**SOURCE PASSAGE**
While the general planning standards of TPS 6 common to development in the General industry' zone might be addressed by conditions of approval, questions of reliability and adequacy arose when it was necessary to address, as is required under TPS 6, the impact of the proposed use on the amenity of the locality and the compatibility of the use with its setting. The site is at the periphery of the General Industry zone. The locality includes neighbouring industrial uses within that zone, but also to be considered is the proximity of the use to the neighbouring recreation reserve with its playground and residences within the neighbouring residential zone.
Mr Ennis disagreed with Mr Price. In his witness statement, Mr Ennis said:
It is my view that the 'General Industry' zone is intended by the respondent to accommodate all industrial land uses within the City and acknowledges that these land uses require appropriate separation from residential and/or other sensitive land uses. In this instance the matter of separation and the determination of sufficient separation distances have been dealt with through the EMP and the recommendations of the EMP.
Mr Ennis's view was that SPP 4.1 calls for sitespecific separation/buffer studies where no generic buffer distance is prescribed under the EPS Guidance Statement No 3 and the applicant has complied with this provision through the preparation of the EMP.

**CHALLENGE 1**
In the records below, copy verbatim the lines from the one containing "Give the outline of every instance of the white" through the one containing "M138 87L140 90L141", inclusive.

**GIVEN INFORMATION**
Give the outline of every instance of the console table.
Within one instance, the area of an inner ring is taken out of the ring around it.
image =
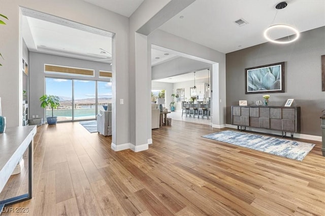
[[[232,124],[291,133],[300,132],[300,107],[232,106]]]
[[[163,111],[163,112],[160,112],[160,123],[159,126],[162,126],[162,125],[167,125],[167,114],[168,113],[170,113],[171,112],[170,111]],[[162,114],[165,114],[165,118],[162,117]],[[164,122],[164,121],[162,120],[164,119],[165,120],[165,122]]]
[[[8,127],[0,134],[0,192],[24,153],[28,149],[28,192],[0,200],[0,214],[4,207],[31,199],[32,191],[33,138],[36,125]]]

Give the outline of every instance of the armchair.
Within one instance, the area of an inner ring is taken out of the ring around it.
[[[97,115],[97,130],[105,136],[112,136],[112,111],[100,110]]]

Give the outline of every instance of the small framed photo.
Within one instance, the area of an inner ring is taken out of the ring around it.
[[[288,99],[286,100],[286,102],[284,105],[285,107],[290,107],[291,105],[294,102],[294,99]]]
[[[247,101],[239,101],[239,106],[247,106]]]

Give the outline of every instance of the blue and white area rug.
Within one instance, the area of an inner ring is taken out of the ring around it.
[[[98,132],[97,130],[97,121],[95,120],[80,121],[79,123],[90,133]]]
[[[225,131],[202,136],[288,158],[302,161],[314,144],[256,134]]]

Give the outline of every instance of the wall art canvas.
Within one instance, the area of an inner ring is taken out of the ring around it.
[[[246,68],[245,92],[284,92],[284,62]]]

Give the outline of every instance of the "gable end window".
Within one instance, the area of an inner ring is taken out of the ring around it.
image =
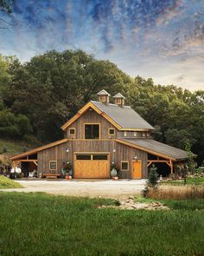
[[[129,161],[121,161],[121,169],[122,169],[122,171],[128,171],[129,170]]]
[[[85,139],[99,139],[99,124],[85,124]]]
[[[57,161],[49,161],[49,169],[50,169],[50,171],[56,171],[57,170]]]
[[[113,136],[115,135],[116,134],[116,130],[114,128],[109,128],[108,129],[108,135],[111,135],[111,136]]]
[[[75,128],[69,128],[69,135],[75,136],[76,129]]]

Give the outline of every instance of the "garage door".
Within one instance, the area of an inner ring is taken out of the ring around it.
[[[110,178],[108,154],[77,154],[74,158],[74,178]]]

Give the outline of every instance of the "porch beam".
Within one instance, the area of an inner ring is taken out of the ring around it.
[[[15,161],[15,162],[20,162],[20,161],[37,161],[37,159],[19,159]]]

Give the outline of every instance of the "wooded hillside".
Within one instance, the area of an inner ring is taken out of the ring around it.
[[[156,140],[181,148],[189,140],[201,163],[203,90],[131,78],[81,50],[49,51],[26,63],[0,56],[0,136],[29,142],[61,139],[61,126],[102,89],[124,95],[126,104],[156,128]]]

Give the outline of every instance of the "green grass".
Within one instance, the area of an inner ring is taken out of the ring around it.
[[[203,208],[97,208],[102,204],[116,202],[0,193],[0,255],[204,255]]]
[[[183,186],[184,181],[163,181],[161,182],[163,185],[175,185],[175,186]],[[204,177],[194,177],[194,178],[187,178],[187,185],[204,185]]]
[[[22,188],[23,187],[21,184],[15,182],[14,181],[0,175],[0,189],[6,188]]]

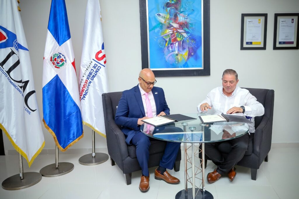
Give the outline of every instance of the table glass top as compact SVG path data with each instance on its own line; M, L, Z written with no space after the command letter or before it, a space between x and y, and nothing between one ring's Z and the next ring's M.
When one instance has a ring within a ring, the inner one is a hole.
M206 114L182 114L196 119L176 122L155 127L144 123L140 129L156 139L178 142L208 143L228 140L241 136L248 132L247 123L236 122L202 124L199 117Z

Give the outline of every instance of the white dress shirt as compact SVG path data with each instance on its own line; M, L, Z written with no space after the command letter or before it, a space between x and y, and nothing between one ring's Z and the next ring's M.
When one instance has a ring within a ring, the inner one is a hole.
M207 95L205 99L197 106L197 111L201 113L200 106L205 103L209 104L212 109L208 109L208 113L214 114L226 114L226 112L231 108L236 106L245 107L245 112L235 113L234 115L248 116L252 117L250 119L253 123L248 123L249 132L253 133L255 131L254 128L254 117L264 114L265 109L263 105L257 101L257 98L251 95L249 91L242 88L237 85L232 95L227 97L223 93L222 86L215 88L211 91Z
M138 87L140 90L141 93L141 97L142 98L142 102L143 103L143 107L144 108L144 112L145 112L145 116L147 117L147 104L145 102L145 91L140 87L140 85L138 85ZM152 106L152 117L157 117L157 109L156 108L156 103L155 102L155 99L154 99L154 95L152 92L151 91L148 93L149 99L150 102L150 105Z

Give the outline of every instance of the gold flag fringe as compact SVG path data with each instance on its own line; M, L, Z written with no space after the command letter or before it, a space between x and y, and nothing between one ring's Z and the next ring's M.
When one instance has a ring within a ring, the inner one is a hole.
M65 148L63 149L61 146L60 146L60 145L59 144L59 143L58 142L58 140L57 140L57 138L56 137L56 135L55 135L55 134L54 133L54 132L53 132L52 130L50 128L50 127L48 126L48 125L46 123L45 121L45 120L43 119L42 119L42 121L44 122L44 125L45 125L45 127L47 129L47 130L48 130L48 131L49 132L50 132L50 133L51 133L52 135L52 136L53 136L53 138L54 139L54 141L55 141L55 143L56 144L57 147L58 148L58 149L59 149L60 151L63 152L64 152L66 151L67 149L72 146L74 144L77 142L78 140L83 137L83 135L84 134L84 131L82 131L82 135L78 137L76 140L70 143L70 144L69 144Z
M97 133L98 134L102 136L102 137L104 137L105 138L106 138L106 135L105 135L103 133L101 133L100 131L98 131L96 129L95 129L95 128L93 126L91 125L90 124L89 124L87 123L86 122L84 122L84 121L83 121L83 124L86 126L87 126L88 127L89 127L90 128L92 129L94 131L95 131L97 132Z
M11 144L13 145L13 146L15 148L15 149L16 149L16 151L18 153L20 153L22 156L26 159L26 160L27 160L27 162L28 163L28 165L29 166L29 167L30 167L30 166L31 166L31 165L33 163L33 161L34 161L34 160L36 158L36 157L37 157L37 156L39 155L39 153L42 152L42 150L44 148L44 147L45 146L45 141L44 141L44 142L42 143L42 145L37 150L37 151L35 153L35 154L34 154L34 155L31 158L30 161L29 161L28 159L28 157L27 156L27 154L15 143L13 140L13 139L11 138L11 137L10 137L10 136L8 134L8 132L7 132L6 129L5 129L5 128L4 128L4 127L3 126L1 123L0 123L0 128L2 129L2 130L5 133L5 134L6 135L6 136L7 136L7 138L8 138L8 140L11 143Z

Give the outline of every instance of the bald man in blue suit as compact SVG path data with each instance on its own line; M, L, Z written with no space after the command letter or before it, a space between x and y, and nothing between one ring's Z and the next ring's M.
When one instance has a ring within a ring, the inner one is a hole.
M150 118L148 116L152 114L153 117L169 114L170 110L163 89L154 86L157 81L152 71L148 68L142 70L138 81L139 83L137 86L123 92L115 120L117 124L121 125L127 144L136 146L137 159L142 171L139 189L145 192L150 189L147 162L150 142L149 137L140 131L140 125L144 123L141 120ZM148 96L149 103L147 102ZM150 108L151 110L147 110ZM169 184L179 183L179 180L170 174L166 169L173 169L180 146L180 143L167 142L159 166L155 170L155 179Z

**CHALLENGE 2**
In the planning decision excerpt, where is the site located within the General Industry zone?

**RIGHT ANSWER 1**
Give the outline of every instance of the white dress shirt as compact SVG path data with each instance on its own line; M, L, Z written with no space after the command letter or before it, a space between x and y, and nothing between one ring's Z and the next ring's M.
When one instance has a ring within a ring, the inner one is a hole.
M207 95L205 99L197 106L197 111L201 113L200 106L205 103L209 104L212 109L208 109L208 113L214 114L226 114L226 112L231 108L236 106L245 107L245 112L235 113L234 115L248 116L252 117L250 119L253 123L248 123L249 132L253 133L255 131L254 128L254 117L264 114L265 109L263 105L257 101L257 98L251 95L249 91L242 88L237 85L232 95L227 97L223 93L222 86L215 88L211 91Z
M138 87L140 90L141 93L141 97L142 98L142 102L143 103L143 107L144 108L144 112L145 112L145 116L147 117L147 104L145 102L145 91L140 87L140 85L138 85ZM152 106L152 117L157 117L157 109L156 108L156 103L155 102L155 99L154 99L154 95L152 92L151 91L148 93L149 99L150 102L150 105Z

**RIGHT ANSWER 2**
At the periphery of the General Industry zone.